Collins v. Finley

886 S.W.2d 943 | Mo. Ct. App. | 1994

PREWITT, Judge.

Plaintiff leased real estate to defendants by a 99-year lease. Defendants occupied the property as their residence and disputes between plaintiff and defendants arose. Plaintiff initiated this action requesting the trial court to enjoin defendant-appellant Edward G. Finley from altering the building and threatening or harassing plaintiffs employees and lessees; to declare the lease between plaintiff and deféndants terminated; for various damages and possession of the leased premises. Defendants answered and counterclaimed, claiming breach of contract, fraud and requesting rescission of the lease.

Following nonjury trial defendants’ counterclaim was denied and plaintiff, except for the amount of damages, essentially received the relief requested. Defendant Edward G. Finley appeals, presenting three points relied on.1

Review of this nónjury matter is under Rule 73.01(c). As that rule is interpreted, this court is to affirm the trial court’s determination unless there is no substantial evidence to support it, it is against the weight of the evidence, it erroneously declares the law, or it erroneously applies the law. Ross Farms, Inc. v. Moore, 873 S.W.2d 308, 309 (Mo.App.1994). On appellate review of a case tried without a jury “[d]ue regard shall be given to the opportunity of the trial court to have judged the credibility of witnesses.” Rule 73.01(c)(2).

Given exercise 1: Shift every coordinate value in the answers of the detection listing up by 12, and reproduce all of its lines, requests included. Leave the pictures out of your answer.
The court opinion above has no connection to the listing that comes next.

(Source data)

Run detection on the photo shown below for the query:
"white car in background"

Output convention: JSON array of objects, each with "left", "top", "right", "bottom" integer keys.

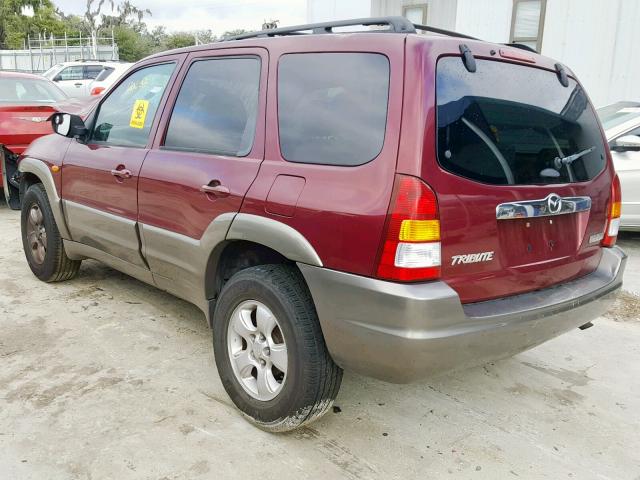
[
  {"left": 43, "top": 60, "right": 124, "bottom": 97},
  {"left": 598, "top": 102, "right": 640, "bottom": 231},
  {"left": 89, "top": 62, "right": 133, "bottom": 95}
]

Given exercise 2: List the conditions under which, according to the Collins v. Finley excerpt, the appellate court will not affirm the trial court's determination.

Task result 1:
Run detection on the photo shown below for the query:
"white car in background"

Output convention: JSON array of objects, each with "left", "top", "right", "bottom" integer keys.

[
  {"left": 55, "top": 72, "right": 136, "bottom": 109},
  {"left": 610, "top": 114, "right": 652, "bottom": 243},
  {"left": 101, "top": 74, "right": 145, "bottom": 107}
]

Task result 2:
- There is no substantial evidence to support it.
- It is against the weight of the evidence.
- It erroneously declares the law.
- It erroneously applies the law.